* **What to produce**
Render every line of the records below as one numbered list, skipping blank lines and leaving the picture markers out of your answer.
[Start of Record list]
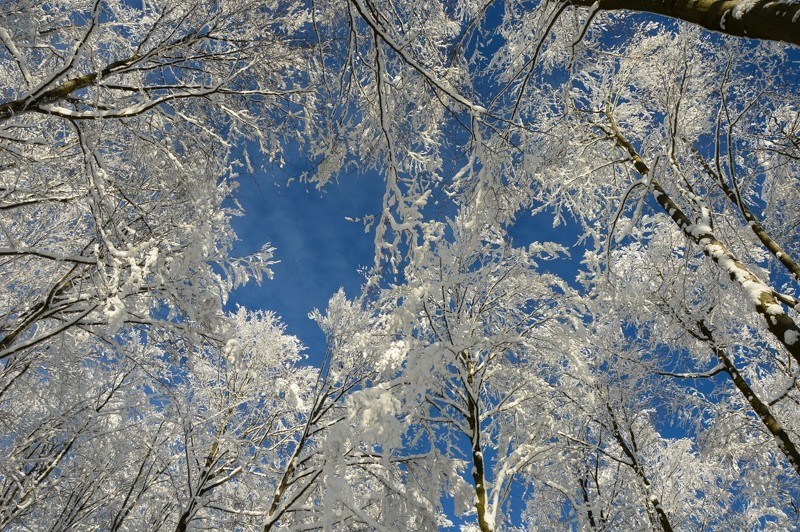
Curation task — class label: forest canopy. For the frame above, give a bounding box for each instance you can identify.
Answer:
[0,0,800,532]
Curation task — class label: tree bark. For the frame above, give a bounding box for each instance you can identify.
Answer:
[567,0,800,46]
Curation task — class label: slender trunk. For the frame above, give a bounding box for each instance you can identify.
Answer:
[698,321,800,475]
[601,113,800,363]
[606,403,672,532]
[462,364,494,532]
[566,0,800,45]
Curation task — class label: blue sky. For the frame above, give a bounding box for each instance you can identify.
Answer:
[228,169,384,364]
[228,162,582,364]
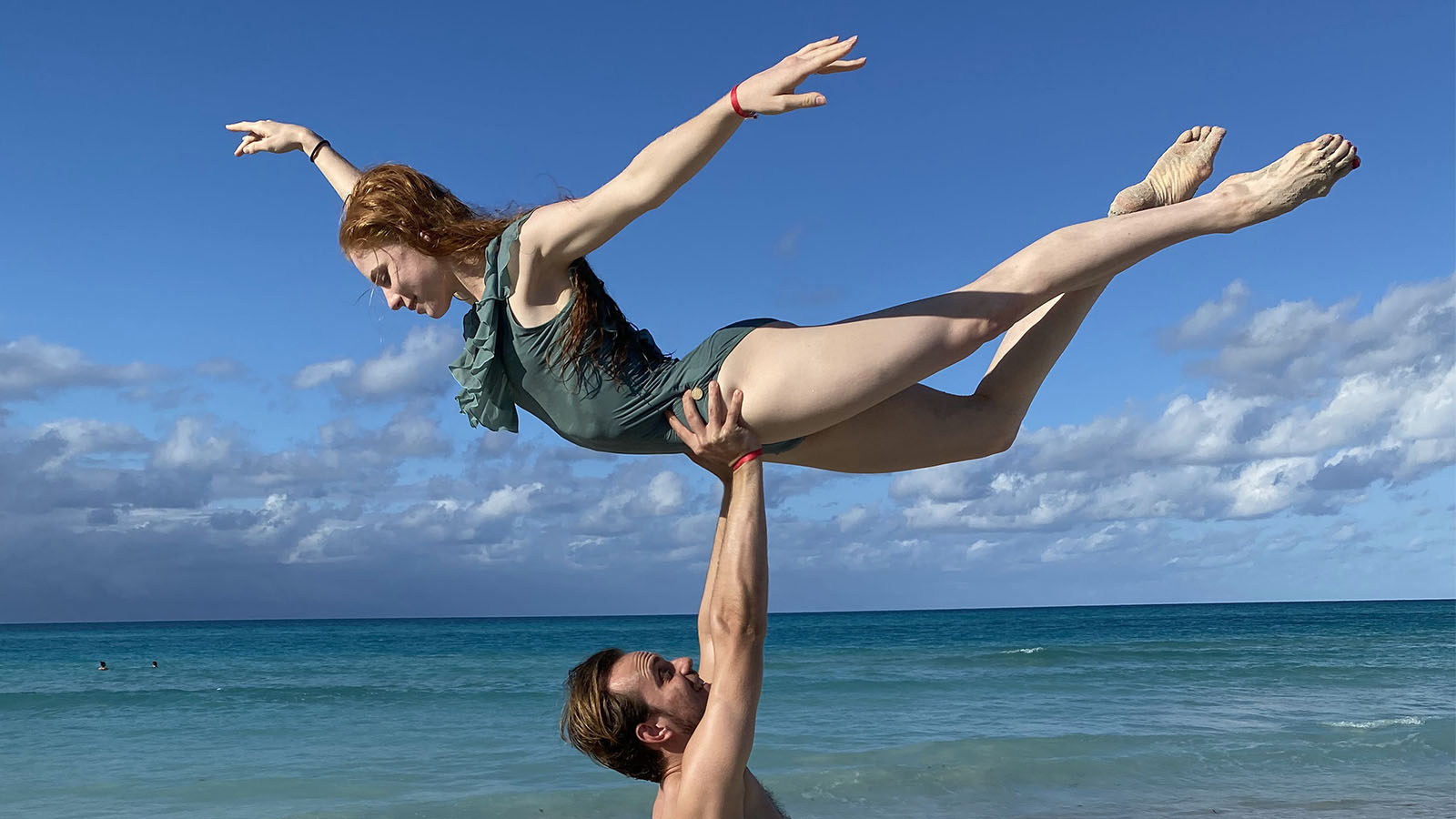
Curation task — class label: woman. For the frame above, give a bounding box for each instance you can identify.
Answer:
[End of Record list]
* **Solution for this problem**
1. Curation task — class label: forest canopy. For the frame above, give a bounding box for each instance you can identify.
2. Answer:
3. [0,0,800,532]
4. Curation task — class label: tree bark. For the frame above, give a bounding box for each instance you can identify.
5. Answer:
6. [567,0,800,46]
7. Curation task — class label: slender trunk. For the frame above, give a bounding box for each instance you can identify.
8. Answer:
9. [698,321,800,475]
10. [601,113,800,363]
11. [606,403,672,532]
12. [462,364,494,532]
13. [566,0,800,45]
14. Curation task — class label: blue sky. For the frame above, give a bounding box for each instance you can identify.
15. Answer:
16. [228,169,384,364]
17. [228,162,582,364]
18. Curation task — class label: woman. For the frame above, give a bounding box for each instance you can identify.
19. Answer:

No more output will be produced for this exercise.